# EXERCISE INSTRUCTIONS:
(a) Decide whether each statement agrees with the text about Samuel von Brukenthal. Answer yes or no for each, and quote the words from the text that settle it. (i) He was born in Nocrich, in Sibiu county. (ii) He studied at universities in Vienna. (iii) He held the post of governor of Transylvania until 1787.
(b) From the text about Samuel von Brukenthal, copy the part between "In 1745 he returned" and "held until 1787.", inclusive.

# TEXT SECTION:
·····

The founder of the first public museum in what is now Romania, and one of the first in Europe
The founder of the first public museum in what is now the Romanian space, and one of the first in Europe, was also the first ethnic Saxon governor of Transylvania - Baron Samuel von Brukenthal. He was born in 1721, 295 years ago, in the village of Nocrich, in Sibiu county. As the son of a prestigious family in the Saxon community he studied law, philosophy, political science and public administration at the universities in Halle and Jena.
In 1745 he returned to Sibiu, where he held important positions in administration until 1753. In 1753 he went to Vienna, where he was granted an audience with Empress Maria Theresa. It is said that she was so impressed by him that she appointed him a member of the public servant corps of the Hapsburg Empire, which at the time included Transylvania, an autonomous principality within that empire. In 1762, the Empress dubbed him a baron of the realm. In 1765 he was appointed head of the imperial chancery, in 1772 head of the provincial chancery, and in 1777 he was granted the position of governor of the Grand Principality of Transylvania, which he held until 1787.

·····

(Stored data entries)

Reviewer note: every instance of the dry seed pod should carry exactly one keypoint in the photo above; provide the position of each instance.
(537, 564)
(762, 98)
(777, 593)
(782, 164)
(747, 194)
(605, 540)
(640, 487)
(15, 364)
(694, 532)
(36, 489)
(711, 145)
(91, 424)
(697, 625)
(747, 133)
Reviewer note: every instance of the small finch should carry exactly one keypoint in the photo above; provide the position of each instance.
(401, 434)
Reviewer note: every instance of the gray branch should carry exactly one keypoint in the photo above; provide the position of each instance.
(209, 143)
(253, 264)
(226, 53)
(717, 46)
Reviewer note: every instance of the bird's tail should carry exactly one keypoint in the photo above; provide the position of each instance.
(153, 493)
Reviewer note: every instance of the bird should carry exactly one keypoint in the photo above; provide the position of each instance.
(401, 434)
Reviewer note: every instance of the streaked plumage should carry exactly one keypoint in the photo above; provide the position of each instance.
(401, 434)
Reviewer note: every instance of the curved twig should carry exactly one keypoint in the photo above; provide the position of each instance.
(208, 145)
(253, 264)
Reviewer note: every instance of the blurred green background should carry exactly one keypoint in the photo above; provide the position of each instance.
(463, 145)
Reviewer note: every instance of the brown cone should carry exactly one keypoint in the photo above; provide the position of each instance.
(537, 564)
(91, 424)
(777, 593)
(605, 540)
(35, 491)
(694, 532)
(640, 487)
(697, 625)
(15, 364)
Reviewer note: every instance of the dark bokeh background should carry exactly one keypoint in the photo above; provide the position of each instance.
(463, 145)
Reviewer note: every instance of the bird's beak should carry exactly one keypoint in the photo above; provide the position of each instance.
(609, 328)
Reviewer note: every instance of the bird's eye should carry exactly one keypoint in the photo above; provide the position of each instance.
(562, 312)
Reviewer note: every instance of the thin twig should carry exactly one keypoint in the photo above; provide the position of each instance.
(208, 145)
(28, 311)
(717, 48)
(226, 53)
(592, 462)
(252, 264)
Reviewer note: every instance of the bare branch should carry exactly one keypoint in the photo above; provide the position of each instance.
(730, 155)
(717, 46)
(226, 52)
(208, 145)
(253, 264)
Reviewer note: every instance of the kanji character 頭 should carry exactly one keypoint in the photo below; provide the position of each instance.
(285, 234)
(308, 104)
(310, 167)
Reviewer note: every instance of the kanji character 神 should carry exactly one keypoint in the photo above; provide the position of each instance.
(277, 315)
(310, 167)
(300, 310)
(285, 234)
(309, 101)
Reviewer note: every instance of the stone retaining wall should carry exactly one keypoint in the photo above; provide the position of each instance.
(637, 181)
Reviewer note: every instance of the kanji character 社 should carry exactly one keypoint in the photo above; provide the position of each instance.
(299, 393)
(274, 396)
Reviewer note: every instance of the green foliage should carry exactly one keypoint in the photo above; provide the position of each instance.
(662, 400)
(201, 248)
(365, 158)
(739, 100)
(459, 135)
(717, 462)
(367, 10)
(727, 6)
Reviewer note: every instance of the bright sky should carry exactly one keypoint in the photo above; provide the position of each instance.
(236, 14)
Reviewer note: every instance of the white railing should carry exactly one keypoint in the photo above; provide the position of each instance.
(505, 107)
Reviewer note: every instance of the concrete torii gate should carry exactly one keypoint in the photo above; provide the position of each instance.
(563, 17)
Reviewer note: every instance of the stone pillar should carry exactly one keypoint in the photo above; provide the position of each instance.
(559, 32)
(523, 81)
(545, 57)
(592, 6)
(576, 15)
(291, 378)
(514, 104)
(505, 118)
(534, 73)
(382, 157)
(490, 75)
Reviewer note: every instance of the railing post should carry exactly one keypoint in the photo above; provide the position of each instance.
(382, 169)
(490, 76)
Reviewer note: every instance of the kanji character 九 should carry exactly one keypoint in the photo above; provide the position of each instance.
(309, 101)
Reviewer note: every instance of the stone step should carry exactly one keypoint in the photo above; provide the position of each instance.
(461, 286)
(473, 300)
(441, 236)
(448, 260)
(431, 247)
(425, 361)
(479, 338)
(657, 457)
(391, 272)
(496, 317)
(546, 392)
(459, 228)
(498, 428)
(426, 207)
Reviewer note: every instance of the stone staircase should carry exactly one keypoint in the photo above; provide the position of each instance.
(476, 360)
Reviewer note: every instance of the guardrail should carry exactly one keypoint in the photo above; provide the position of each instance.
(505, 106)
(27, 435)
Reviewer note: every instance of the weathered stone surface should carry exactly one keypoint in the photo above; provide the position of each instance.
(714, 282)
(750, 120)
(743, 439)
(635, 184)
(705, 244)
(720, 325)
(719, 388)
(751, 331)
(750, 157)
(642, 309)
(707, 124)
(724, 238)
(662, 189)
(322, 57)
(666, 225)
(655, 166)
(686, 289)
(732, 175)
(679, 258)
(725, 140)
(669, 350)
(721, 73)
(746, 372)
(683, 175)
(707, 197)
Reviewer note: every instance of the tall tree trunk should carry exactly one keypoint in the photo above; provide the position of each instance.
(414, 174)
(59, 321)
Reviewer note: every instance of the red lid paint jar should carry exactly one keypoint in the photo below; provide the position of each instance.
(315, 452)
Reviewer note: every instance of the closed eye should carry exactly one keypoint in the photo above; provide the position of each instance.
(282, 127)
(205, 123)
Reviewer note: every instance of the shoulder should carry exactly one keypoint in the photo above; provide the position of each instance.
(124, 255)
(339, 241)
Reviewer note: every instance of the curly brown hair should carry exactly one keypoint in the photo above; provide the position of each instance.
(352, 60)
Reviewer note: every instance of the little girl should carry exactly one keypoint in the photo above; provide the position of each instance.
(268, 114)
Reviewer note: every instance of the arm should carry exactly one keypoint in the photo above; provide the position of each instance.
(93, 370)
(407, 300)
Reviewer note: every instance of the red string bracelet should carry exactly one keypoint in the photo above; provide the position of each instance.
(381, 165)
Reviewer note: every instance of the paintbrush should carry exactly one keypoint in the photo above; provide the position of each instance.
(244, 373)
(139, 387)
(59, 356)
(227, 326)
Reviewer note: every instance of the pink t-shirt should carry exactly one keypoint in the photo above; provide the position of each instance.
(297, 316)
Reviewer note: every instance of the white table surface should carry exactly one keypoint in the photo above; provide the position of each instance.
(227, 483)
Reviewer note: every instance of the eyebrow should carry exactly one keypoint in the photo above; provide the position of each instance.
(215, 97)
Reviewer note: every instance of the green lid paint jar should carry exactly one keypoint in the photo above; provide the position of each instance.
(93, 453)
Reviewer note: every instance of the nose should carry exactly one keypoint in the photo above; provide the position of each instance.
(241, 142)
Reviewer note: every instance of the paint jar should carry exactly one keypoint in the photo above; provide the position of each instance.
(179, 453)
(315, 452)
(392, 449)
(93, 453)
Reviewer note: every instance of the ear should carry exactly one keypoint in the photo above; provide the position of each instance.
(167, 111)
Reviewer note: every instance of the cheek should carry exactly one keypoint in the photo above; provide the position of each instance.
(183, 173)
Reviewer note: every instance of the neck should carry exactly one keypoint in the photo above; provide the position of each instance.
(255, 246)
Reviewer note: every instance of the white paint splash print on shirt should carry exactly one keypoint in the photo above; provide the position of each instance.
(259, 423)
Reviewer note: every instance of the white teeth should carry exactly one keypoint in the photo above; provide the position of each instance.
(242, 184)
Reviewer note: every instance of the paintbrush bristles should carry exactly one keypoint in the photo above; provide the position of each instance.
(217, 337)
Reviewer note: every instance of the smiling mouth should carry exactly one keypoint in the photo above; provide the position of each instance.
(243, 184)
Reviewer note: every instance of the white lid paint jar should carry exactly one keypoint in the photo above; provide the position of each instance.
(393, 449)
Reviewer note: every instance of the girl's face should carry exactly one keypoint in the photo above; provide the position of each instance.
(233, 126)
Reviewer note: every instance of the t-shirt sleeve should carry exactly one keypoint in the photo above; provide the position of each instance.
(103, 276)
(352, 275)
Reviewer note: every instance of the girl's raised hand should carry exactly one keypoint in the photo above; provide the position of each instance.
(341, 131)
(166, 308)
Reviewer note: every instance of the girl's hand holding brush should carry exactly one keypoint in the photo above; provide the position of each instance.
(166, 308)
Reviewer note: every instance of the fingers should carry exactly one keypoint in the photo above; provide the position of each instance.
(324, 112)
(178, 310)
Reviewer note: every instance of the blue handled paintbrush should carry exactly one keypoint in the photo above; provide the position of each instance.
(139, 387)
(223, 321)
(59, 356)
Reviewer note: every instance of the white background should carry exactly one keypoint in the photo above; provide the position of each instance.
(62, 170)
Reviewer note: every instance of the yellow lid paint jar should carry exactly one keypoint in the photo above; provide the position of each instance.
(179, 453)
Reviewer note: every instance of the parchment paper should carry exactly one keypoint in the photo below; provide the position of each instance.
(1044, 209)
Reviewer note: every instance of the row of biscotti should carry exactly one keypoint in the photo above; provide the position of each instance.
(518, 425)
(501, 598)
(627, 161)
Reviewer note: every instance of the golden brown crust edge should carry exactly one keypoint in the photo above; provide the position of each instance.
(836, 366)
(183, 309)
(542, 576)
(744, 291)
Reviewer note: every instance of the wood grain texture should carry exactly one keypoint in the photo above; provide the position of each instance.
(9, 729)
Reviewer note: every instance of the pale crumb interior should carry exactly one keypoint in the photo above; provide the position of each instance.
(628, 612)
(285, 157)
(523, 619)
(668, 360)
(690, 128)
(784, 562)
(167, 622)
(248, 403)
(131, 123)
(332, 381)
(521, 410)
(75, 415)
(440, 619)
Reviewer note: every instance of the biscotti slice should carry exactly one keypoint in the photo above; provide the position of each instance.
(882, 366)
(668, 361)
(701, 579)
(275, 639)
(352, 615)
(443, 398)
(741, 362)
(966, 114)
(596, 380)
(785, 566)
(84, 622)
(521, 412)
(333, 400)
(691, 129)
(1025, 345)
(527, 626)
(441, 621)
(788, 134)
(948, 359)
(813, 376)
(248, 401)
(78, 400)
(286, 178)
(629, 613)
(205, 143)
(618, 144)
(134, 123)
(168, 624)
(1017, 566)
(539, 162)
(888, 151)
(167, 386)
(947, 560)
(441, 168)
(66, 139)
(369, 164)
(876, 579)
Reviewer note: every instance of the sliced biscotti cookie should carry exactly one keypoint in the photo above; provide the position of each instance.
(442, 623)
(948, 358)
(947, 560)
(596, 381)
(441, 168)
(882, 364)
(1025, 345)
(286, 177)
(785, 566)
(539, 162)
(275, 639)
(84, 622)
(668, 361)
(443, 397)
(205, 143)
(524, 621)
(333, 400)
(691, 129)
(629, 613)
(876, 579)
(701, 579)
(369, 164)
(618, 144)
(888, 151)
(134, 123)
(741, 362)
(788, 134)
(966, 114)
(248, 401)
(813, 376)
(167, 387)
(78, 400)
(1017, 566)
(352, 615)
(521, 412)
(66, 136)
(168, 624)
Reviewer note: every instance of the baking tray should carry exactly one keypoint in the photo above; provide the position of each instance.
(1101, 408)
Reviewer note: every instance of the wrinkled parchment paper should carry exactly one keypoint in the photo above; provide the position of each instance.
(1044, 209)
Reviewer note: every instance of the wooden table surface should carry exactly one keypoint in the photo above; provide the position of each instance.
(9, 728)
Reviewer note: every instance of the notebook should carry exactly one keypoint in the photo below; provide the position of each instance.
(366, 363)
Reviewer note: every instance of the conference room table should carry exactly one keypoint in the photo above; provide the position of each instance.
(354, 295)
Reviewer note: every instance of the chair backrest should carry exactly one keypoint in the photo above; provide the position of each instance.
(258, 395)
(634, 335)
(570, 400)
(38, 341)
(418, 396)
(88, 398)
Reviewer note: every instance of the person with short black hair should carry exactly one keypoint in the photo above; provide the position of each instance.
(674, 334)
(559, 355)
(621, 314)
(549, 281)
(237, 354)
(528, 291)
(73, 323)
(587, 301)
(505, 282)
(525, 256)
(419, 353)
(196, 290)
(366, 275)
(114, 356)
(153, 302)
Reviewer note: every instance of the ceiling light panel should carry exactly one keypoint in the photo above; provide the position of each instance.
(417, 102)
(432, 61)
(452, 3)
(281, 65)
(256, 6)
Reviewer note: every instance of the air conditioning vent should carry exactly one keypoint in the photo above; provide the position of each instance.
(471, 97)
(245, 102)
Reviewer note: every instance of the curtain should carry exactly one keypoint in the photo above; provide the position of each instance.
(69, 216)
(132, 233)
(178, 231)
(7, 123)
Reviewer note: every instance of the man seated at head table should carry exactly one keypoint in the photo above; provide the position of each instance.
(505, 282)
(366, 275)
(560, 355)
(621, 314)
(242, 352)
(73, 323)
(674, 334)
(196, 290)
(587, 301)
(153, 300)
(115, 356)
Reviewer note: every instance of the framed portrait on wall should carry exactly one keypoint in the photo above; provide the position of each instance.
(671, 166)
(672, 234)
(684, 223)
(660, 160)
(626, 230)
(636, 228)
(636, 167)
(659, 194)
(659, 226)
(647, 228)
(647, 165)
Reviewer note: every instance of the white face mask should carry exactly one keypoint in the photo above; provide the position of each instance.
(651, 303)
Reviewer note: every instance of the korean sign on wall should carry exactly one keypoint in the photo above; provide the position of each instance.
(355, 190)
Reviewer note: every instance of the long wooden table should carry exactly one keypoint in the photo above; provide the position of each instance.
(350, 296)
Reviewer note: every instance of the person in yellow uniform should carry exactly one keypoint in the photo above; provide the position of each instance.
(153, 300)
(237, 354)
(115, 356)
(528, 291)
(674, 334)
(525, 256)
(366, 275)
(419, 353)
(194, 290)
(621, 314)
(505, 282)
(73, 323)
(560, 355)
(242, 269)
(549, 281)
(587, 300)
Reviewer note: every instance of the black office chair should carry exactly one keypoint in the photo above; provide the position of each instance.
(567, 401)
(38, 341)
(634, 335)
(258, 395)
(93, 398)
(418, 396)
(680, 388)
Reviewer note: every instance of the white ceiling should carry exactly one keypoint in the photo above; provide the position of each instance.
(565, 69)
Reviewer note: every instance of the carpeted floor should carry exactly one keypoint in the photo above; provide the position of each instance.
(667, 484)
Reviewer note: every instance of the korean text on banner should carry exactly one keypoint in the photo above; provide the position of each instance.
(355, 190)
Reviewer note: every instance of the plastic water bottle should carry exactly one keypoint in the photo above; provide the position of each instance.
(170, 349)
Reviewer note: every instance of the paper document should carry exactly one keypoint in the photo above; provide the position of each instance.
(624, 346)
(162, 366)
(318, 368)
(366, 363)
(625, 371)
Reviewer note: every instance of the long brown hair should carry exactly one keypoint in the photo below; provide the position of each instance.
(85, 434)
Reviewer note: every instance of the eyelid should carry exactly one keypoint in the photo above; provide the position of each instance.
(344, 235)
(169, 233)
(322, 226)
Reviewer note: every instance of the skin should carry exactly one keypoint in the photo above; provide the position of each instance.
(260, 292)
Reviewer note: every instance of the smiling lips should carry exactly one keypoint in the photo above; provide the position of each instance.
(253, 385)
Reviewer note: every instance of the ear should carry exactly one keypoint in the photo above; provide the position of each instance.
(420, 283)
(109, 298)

·····

# ANSWERS BELOW:
(a)
(i) Yes: "in the village of Nocrich, in Sibiu county"
(ii) No: "at the universities in Halle and Jena"
(iii) Yes: "which he held until 1787"

(b)
In 1745 he returned to Sibiu, where he held important positions in administration until 1753. In 1753 he went to Vienna, where he was granted an audience with Empress Maria Theresa. It is said that she was so impressed by him that she appointed him a member of the public servant corps of the Hapsburg Empire, which at the time included Transylvania, an autonomous principality within that empire. In 1762, the Empress dubbed him a baron of the realm. In 1765 he was appointed head of the imperial chancery, in 1772 head of the provincial chancery, and in 1777 he was granted the position of governor of the Grand Principality of Transylvania, which he held until 1787.